### Goal a
Revise the eigenvalue text below by rewriting everything from "Definition 12.1 (Eigenvalues" down to "exploring some examples.", putting "machine learning engineers" wherever "data scientists" appears.

* Start Text shown *

Chapter 12 Eigenvalues and Eigenvectors
Eigenvalues and eigenvectors are (scalar, vector)-pairs that form the “essence” of a matrix. The prefix eigen- is adopted from the German word eigen which means “characteristic, inherent, own” and was introduced by David Hilbert in 1904, but the study of these characteristic directions and magnitudes dates back to Euler’s study of the rotational motion of rigid bodies in the \(18^{th}\) century.
Definition 12.1 (Eigenvalues and Eigenvectors) For a square matrix \(\A_{n\times n}\), a scalar \(\lambda\) is called an eigenvalue of \(\A\) if there is a nonzero vector \(\x\) such that \[\A\x=\lambda\x.\] Such a vector, \(\x\) is called an eigenvector of \(\A\) corresponding to the eigenvalue \(\lambda\). We sometimes refer to the pair \((\lambda,\x)\) as an eigenpair.
Eigenvalues and eigenvectors have numerous applications from graphic design to quantum mechanics to geology to epidemiology. The main application of note for data scientists is Principal Component Analysis, but we will also see eigenvalue equations used in social network analysis to determine important players in a network and to detect communities in the network. Before we dive into those applications, let’s first get a handle on the definition by exploring some examples.
Example 12.1 (Eigenvalues and Eigenvectors) Determine whether \(\x=\pm 1\\1 \mp\) is an eigenvector of \(\A=\pm 3 & 1 \\1&3 \mp\) and if so, find the corresponding eigenvalue.\ To determine whether \(\x\) is an eigenvector, we want to compute \(\A\x\) and observe whether the result is a multiple of \(\x\). If this is the case, then the multiplication factor is the corresponding eigenvalue: \[\A\x=\pm 3 & 1 \\1&3 \mp \pm 1\\1 \mp =\pm 4\\4 \mp=4\pm 1\\1 \mp\] From this it follows that \(\x\) is an eigenvector of \(\A\) and the corresponding eigenvalue is \(\lambda = 4\).\
Is the vector \(\y=\pm 2\\2 \mp\) an eigenvector? \[\A\y=\pm 3 & 1 \\1&3 \mp \pm 2\\2 \mp =\pm 8\\8 \mp=4\pm 2\\2 \mp = 4\y\] Yes, it is and it corresponds to the same eigenvalue, \(\lambda=4\)

* End Text shown *
* Start Records to use *

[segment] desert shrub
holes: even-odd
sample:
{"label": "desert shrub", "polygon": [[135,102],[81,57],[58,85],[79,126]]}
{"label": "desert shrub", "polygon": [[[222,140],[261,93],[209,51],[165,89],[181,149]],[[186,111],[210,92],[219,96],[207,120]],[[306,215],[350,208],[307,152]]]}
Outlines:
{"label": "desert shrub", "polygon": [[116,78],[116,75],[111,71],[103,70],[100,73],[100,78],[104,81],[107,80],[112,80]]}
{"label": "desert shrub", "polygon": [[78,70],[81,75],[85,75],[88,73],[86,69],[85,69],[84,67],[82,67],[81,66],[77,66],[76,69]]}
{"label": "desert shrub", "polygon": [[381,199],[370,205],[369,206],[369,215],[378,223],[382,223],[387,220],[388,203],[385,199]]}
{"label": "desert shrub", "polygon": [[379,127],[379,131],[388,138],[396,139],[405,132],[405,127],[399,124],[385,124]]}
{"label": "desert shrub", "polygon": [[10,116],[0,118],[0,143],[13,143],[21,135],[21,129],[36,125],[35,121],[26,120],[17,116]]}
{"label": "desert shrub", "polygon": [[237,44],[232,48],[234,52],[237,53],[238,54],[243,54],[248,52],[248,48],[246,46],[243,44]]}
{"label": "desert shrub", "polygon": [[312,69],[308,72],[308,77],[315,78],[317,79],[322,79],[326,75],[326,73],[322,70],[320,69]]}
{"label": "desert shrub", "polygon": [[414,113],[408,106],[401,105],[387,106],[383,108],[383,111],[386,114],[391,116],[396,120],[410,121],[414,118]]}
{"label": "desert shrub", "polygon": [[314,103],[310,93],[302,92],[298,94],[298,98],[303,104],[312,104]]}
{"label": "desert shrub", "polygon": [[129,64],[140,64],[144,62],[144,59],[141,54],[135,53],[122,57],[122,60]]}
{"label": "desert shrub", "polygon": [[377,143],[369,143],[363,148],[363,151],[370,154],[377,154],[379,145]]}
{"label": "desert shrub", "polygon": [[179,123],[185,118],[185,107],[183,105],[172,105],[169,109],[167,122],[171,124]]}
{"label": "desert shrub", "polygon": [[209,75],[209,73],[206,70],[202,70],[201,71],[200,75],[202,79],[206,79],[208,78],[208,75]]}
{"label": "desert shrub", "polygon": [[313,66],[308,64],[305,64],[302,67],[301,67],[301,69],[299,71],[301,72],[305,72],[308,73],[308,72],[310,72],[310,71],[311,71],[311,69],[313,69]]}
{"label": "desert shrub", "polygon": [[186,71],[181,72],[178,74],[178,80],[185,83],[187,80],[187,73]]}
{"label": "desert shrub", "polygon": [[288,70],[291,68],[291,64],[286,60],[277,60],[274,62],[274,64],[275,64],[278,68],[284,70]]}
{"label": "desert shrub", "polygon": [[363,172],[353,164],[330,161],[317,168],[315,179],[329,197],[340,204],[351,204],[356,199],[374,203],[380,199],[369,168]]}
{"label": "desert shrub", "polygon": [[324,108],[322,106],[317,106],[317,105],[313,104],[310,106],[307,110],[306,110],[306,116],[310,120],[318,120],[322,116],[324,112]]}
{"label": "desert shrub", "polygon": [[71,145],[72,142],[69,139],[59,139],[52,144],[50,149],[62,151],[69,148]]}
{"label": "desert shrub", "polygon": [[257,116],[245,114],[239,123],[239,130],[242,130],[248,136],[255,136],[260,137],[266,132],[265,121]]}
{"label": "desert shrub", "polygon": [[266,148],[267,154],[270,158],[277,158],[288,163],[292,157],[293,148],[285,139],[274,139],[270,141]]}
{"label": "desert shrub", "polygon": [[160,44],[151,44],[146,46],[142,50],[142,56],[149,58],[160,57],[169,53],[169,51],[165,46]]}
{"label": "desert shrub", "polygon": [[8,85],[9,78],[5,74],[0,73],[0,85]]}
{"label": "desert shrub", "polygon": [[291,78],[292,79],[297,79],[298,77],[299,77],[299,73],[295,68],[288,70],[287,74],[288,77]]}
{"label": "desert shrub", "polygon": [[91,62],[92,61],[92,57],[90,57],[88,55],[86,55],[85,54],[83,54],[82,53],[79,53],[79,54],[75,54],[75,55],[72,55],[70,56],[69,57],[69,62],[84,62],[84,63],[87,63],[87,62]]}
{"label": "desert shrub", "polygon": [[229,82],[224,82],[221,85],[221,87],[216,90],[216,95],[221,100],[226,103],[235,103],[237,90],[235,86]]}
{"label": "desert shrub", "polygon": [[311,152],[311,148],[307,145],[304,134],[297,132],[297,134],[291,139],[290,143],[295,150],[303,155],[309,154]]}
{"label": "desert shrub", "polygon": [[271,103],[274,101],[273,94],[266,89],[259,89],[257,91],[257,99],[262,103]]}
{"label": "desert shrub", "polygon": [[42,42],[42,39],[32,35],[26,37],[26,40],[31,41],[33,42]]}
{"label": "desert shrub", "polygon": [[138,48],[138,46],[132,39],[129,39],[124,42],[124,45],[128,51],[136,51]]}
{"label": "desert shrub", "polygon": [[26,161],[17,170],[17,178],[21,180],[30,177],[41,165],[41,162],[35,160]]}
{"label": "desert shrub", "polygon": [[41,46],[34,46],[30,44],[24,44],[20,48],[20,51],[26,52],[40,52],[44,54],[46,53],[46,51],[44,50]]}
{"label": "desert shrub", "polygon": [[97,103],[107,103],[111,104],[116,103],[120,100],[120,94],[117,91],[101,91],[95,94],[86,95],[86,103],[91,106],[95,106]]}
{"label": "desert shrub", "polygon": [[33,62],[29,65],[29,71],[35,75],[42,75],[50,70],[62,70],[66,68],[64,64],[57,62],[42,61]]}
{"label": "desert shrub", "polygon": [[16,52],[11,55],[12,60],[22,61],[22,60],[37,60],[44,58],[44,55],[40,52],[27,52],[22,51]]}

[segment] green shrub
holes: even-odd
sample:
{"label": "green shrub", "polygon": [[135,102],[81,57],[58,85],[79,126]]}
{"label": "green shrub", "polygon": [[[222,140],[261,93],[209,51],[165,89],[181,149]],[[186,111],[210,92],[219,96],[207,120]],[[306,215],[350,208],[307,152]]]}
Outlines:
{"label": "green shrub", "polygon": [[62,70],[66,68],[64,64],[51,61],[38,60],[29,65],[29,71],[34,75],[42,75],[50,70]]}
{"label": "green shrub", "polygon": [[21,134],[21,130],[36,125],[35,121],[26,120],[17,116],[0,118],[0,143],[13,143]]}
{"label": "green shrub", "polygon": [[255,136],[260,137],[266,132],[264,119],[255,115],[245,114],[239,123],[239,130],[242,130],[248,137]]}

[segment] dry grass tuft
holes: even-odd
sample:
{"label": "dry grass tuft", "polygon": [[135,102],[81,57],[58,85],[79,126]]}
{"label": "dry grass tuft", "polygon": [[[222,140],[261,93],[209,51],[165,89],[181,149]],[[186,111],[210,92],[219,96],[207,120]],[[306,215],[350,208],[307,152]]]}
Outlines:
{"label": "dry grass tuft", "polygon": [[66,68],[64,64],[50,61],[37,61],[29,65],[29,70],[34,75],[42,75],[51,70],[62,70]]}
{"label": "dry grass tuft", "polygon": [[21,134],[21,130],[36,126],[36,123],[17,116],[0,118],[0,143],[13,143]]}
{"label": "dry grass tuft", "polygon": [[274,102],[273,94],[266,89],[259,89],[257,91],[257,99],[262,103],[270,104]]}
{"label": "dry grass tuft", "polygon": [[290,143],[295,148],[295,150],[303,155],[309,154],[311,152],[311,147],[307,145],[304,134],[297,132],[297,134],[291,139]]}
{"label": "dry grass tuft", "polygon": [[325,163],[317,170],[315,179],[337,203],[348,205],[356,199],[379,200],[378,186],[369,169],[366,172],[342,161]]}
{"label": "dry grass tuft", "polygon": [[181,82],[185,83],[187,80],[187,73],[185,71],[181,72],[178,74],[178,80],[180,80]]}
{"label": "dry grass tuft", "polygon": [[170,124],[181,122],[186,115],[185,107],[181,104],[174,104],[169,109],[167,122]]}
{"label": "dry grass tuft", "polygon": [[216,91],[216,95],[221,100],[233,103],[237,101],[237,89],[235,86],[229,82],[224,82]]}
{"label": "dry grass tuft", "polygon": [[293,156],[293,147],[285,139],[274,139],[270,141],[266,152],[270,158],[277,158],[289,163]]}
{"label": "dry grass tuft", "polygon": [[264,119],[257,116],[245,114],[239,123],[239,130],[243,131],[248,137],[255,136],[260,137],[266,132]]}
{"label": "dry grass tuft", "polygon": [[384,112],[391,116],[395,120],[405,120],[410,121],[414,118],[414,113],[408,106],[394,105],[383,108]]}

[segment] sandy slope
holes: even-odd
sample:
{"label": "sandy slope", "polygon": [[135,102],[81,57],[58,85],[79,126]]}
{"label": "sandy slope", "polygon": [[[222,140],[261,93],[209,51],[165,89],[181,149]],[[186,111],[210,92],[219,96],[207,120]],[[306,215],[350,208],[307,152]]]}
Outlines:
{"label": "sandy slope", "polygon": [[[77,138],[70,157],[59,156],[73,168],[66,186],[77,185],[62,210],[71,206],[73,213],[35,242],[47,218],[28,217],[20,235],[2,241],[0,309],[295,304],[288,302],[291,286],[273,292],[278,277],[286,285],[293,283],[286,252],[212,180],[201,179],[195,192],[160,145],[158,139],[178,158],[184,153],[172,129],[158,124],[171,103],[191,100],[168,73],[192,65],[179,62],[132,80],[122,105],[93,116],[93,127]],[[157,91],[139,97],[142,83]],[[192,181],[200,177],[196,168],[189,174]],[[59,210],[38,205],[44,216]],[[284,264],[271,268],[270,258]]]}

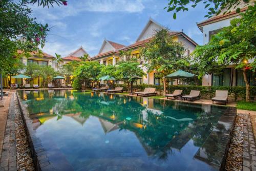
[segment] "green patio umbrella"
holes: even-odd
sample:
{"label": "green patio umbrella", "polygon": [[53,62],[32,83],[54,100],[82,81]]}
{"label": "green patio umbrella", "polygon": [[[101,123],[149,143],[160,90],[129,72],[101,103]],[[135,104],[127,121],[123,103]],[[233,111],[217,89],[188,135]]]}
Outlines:
{"label": "green patio umbrella", "polygon": [[65,78],[61,76],[57,76],[55,77],[53,77],[53,79],[65,79]]}
{"label": "green patio umbrella", "polygon": [[31,78],[31,77],[24,74],[19,74],[12,77],[13,78]]}
{"label": "green patio umbrella", "polygon": [[170,74],[166,75],[164,77],[166,78],[179,79],[180,79],[180,79],[192,78],[197,76],[197,75],[189,73],[189,72],[184,71],[181,70],[179,70],[176,72]]}
{"label": "green patio umbrella", "polygon": [[115,80],[116,79],[115,79],[115,78],[114,78],[113,77],[112,77],[110,75],[106,75],[106,76],[103,76],[103,77],[99,78],[99,80],[103,80],[103,81],[105,81],[105,80],[108,81],[107,84],[108,84],[108,88],[109,88],[109,80]]}
{"label": "green patio umbrella", "polygon": [[[62,77],[62,76],[56,76],[55,77],[53,77],[53,79],[59,79],[59,84],[60,84],[60,81],[59,80],[60,79],[65,79],[65,78],[63,77]],[[59,84],[59,86],[60,86],[60,85]]]}
{"label": "green patio umbrella", "polygon": [[131,81],[131,95],[133,95],[133,81],[135,80],[136,79],[139,79],[142,78],[142,77],[140,77],[139,76],[136,75],[133,75],[131,77],[125,77],[122,78],[122,79],[129,79],[131,78],[132,81]]}
{"label": "green patio umbrella", "polygon": [[99,78],[99,79],[100,80],[103,80],[103,81],[105,81],[105,80],[109,81],[109,80],[116,80],[115,79],[115,78],[114,78],[113,77],[112,77],[110,75],[106,75],[106,76],[101,77]]}

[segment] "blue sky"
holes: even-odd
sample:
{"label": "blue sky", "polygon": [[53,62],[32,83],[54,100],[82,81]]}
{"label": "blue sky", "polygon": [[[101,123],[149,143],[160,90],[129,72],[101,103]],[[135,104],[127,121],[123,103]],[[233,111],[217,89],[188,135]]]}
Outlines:
{"label": "blue sky", "polygon": [[82,46],[91,56],[98,54],[103,40],[124,45],[134,42],[151,17],[174,31],[183,31],[199,45],[203,34],[196,23],[206,19],[202,5],[173,13],[163,8],[167,0],[69,0],[68,6],[43,8],[33,6],[33,17],[48,23],[51,31],[43,50],[65,57]]}

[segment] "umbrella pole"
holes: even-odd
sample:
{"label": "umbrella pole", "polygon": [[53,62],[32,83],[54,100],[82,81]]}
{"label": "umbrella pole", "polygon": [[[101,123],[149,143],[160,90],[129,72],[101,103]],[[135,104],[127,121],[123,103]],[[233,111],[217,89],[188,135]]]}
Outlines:
{"label": "umbrella pole", "polygon": [[1,100],[3,100],[3,75],[1,73],[0,74],[0,79],[1,82]]}
{"label": "umbrella pole", "polygon": [[133,95],[133,81],[131,81],[131,95]]}
{"label": "umbrella pole", "polygon": [[181,97],[181,95],[180,95],[180,97]]}

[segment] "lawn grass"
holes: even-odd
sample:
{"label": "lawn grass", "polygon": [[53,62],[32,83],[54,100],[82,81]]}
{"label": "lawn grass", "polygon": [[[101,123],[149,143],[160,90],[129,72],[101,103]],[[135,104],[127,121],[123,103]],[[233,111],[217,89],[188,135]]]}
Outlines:
{"label": "lawn grass", "polygon": [[237,103],[237,108],[244,110],[256,111],[256,102],[239,101]]}
{"label": "lawn grass", "polygon": [[161,99],[162,98],[164,98],[164,97],[163,96],[150,96],[148,97],[149,98],[151,99]]}

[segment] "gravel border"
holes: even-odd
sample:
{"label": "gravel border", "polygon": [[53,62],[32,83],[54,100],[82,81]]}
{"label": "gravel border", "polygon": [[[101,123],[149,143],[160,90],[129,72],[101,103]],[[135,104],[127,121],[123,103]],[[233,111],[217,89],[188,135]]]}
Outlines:
{"label": "gravel border", "polygon": [[237,115],[225,166],[226,170],[242,170],[243,168],[243,115]]}
{"label": "gravel border", "polygon": [[14,97],[14,103],[17,170],[35,170],[24,123],[16,97]]}

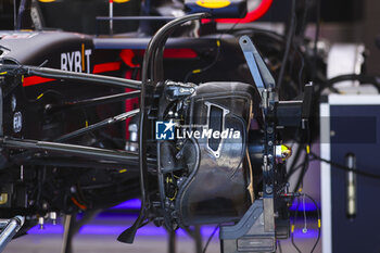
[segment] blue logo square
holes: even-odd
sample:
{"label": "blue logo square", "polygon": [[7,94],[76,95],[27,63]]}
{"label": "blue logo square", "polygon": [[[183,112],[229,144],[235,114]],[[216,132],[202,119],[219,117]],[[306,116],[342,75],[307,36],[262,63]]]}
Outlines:
{"label": "blue logo square", "polygon": [[174,140],[174,126],[176,124],[170,119],[169,122],[155,123],[155,139],[156,140]]}

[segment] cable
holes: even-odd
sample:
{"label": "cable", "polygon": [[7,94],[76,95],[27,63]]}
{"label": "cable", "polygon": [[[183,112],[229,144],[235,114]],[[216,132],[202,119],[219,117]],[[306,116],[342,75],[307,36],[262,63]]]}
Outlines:
{"label": "cable", "polygon": [[282,248],[281,248],[280,240],[277,240],[277,248],[278,248],[279,253],[282,253]]}
{"label": "cable", "polygon": [[317,202],[316,202],[311,195],[308,195],[308,194],[306,194],[306,193],[303,193],[303,195],[306,195],[306,197],[314,203],[314,205],[315,205],[315,207],[316,207],[316,210],[317,210],[317,216],[318,216],[318,237],[317,237],[317,240],[316,240],[316,242],[314,243],[314,246],[313,246],[313,249],[312,249],[312,251],[311,251],[311,253],[313,253],[314,250],[315,250],[315,248],[318,245],[319,240],[320,240],[320,208],[319,208]]}
{"label": "cable", "polygon": [[208,246],[211,240],[213,239],[215,232],[218,230],[218,227],[219,227],[219,225],[216,226],[216,227],[214,228],[214,231],[210,235],[210,237],[208,237],[208,239],[207,239],[207,242],[206,242],[206,244],[205,244],[204,248],[203,248],[202,253],[205,253],[205,252],[207,251],[207,246]]}
{"label": "cable", "polygon": [[339,169],[342,169],[342,170],[345,170],[345,172],[353,172],[354,174],[357,174],[359,176],[364,176],[364,177],[368,177],[368,178],[379,179],[380,180],[380,175],[379,174],[366,173],[366,172],[362,172],[362,170],[358,170],[358,169],[350,168],[350,167],[341,165],[339,163],[334,163],[332,161],[322,159],[322,157],[320,157],[320,156],[318,156],[318,155],[316,155],[314,153],[311,153],[311,155],[313,157],[315,157],[316,160],[319,160],[319,161],[321,161],[324,163],[332,165],[335,168],[339,168]]}
{"label": "cable", "polygon": [[314,59],[313,59],[313,72],[312,72],[312,81],[315,81],[316,72],[317,72],[317,53],[318,53],[318,40],[319,40],[319,29],[320,29],[320,0],[317,1],[316,7],[316,27],[315,27],[315,38],[314,38]]}
{"label": "cable", "polygon": [[300,251],[300,249],[295,245],[295,242],[294,242],[295,220],[296,220],[296,217],[299,215],[299,207],[300,207],[300,197],[296,197],[296,208],[295,208],[295,214],[294,214],[293,224],[292,224],[292,228],[291,228],[291,241],[292,241],[292,245],[294,246],[294,249],[299,253],[302,253]]}

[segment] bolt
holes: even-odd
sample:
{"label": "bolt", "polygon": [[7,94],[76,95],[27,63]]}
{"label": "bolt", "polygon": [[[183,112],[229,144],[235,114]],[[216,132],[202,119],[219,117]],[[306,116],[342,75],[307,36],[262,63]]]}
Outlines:
{"label": "bolt", "polygon": [[267,131],[268,134],[271,134],[271,132],[274,132],[274,128],[268,127],[268,128],[266,129],[266,131]]}

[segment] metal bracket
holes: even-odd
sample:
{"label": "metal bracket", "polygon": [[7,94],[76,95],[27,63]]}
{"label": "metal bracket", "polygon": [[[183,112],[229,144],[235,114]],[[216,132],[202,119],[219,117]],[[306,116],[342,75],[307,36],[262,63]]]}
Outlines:
{"label": "metal bracket", "polygon": [[275,252],[275,231],[266,231],[265,212],[263,200],[256,200],[238,224],[220,227],[221,252]]}
{"label": "metal bracket", "polygon": [[259,93],[262,93],[264,89],[274,89],[275,78],[250,37],[245,35],[242,36],[239,39],[239,43]]}

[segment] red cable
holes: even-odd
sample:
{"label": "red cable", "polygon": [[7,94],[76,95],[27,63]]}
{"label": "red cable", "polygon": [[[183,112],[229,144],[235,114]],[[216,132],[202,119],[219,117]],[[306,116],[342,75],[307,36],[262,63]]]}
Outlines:
{"label": "red cable", "polygon": [[253,11],[246,13],[243,18],[218,18],[217,23],[250,23],[262,17],[270,8],[273,0],[262,0],[262,3]]}

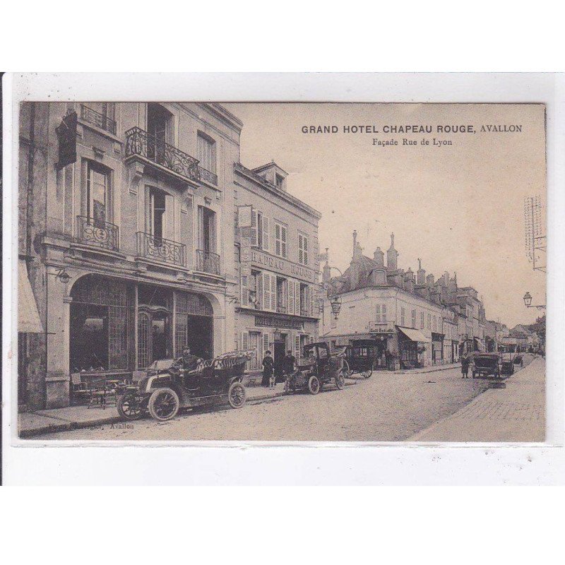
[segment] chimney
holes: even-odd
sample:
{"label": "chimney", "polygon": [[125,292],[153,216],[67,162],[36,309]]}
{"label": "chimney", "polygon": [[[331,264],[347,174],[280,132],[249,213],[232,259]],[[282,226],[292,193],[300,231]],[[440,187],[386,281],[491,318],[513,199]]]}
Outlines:
{"label": "chimney", "polygon": [[391,246],[386,251],[386,268],[396,270],[398,268],[398,251],[394,249],[394,234],[391,234]]}
{"label": "chimney", "polygon": [[384,253],[381,251],[380,247],[377,247],[375,249],[375,252],[373,254],[373,258],[377,267],[384,267]]}
{"label": "chimney", "polygon": [[353,256],[349,265],[350,286],[352,290],[357,287],[361,270],[361,246],[357,242],[357,232],[353,232]]}
{"label": "chimney", "polygon": [[418,286],[423,286],[426,284],[426,271],[422,268],[422,259],[418,258],[418,272],[416,282]]}

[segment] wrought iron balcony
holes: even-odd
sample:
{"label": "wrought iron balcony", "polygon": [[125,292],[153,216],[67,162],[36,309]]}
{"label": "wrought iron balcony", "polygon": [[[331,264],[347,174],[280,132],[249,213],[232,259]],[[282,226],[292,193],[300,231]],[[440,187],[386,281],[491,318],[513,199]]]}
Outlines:
{"label": "wrought iron balcony", "polygon": [[203,167],[198,165],[198,171],[200,171],[200,178],[206,182],[213,184],[215,186],[218,186],[218,175],[212,171],[208,171]]}
{"label": "wrought iron balcony", "polygon": [[84,104],[81,105],[81,119],[88,124],[92,124],[93,126],[96,126],[97,128],[109,131],[114,136],[116,135],[116,122],[114,120],[111,119],[104,114],[100,114],[99,112],[89,108],[88,106],[85,106]]}
{"label": "wrought iron balcony", "polygon": [[220,256],[216,253],[196,249],[196,270],[201,273],[220,275]]}
{"label": "wrought iron balcony", "polygon": [[201,167],[198,159],[138,127],[126,132],[126,158],[135,156],[186,179],[200,181]]}
{"label": "wrought iron balcony", "polygon": [[137,232],[137,254],[155,261],[186,266],[186,246],[182,243],[156,237],[143,232]]}
{"label": "wrought iron balcony", "polygon": [[76,241],[117,251],[119,249],[119,229],[108,222],[77,216]]}

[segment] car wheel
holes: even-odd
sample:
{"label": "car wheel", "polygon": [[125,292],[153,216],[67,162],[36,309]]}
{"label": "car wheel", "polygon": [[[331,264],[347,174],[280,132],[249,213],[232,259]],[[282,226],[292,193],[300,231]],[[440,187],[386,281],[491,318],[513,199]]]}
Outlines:
{"label": "car wheel", "polygon": [[246,398],[245,387],[238,381],[232,383],[227,391],[227,401],[232,408],[241,408]]}
{"label": "car wheel", "polygon": [[340,391],[343,391],[345,388],[345,371],[340,371],[335,377],[335,386]]}
{"label": "car wheel", "polygon": [[371,375],[373,374],[373,368],[369,367],[366,371],[364,371],[361,374],[363,375],[363,376],[364,376],[365,379],[369,379],[371,376]]}
{"label": "car wheel", "polygon": [[308,390],[310,394],[318,394],[321,388],[320,379],[316,375],[312,375],[308,380]]}
{"label": "car wheel", "polygon": [[180,408],[179,395],[172,388],[157,388],[149,398],[149,413],[160,422],[166,422],[177,415]]}
{"label": "car wheel", "polygon": [[139,397],[136,394],[124,394],[118,397],[118,414],[122,420],[139,420],[143,411],[141,408]]}

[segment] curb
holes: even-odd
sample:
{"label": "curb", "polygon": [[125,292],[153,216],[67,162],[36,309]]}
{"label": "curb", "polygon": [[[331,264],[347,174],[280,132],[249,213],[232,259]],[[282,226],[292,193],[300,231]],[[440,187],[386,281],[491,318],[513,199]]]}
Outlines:
{"label": "curb", "polygon": [[[352,386],[353,385],[357,384],[357,382],[346,382],[345,386]],[[247,400],[247,403],[249,404],[253,404],[256,402],[259,402],[261,400],[268,400],[270,398],[277,398],[280,396],[286,396],[283,392],[278,392],[275,393],[275,394],[263,394],[260,396],[256,396],[253,398],[249,398]],[[54,418],[55,420],[55,418]],[[59,419],[56,419],[57,422],[60,423],[57,424],[49,424],[47,426],[41,426],[40,427],[37,428],[32,428],[30,429],[24,429],[19,432],[18,436],[22,439],[25,439],[30,437],[33,437],[33,436],[39,436],[42,434],[54,434],[57,432],[70,432],[73,429],[82,429],[84,428],[92,428],[95,427],[97,426],[102,426],[105,424],[117,424],[119,422],[121,422],[122,420],[118,415],[114,416],[107,416],[105,417],[100,417],[95,420],[90,420],[89,422],[74,422],[74,421],[63,421]]]}

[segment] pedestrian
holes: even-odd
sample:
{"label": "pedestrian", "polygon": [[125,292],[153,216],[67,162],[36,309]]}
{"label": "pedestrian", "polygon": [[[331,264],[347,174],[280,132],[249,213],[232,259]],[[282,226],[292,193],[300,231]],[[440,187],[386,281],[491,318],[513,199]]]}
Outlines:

* End Records to use *

### Goal b
Copy the records verbatim, everything from the line containing "[segment] pedestrian" down to the final line of the records.

### Exercise result a
Definition 12.1 (Eigenvalues and Eigenvectors) For a square matrix \(\A_{n\times n}\), a scalar \(\lambda\) is called an eigenvalue of \(\A\) if there is a nonzero vector \(\x\) such that \[\A\x=\lambda\x.\] Such a vector, \(\x\) is called an eigenvector of \(\A\) corresponding to the eigenvalue \(\lambda\). We sometimes refer to the pair \((\lambda,\x)\) as an eigenpair.
Eigenvalues and eigenvectors have numerous applications from graphic design to quantum mechanics to geology to epidemiology. The main application of note for machine learning engineers is Principal Component Analysis, but we will also see eigenvalue equations used in social network analysis to determine important players in a network and to detect communities in the network. Before we dive into those applications, let’s first get a handle on the definition by exploring some examples.

### Exercise result b
[segment] pedestrian
holes: even-odd
sample:
{"label": "pedestrian", "polygon": [[125,292],[153,216],[67,162],[36,309]]}
{"label": "pedestrian", "polygon": [[[331,264],[347,174],[280,132],[249,213],[232,259]],[[282,226],[292,193],[300,231]],[[440,187],[386,281],[491,318],[513,199]]]}
Outlines:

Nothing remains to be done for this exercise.